TASK BRIEF: Reproduce each of the entries below word for word, keeping every line as it appears.

DATA FOR THE TASK:
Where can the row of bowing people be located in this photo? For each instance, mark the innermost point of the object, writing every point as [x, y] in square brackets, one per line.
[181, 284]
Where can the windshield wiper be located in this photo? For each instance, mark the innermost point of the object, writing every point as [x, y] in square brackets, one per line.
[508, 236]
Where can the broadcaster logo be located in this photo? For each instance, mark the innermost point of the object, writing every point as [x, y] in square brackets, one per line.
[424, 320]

WRITTEN RESPONSE:
Where can the row of bowing people be located in this photo? For each instance, mark the innermost point of the object, writing every point as [x, y] in square brackets, one per line.
[181, 284]
Where can the windshield wiper be located in this photo? For each instance, mark the innermost point of the object, writing every point as [x, y] in square brackets, one per line.
[508, 236]
Where can the broadcaster logo be located in this photo? For each instance, mark the innermost point of the object, writing every point as [x, y] in square brackets, one per line.
[424, 320]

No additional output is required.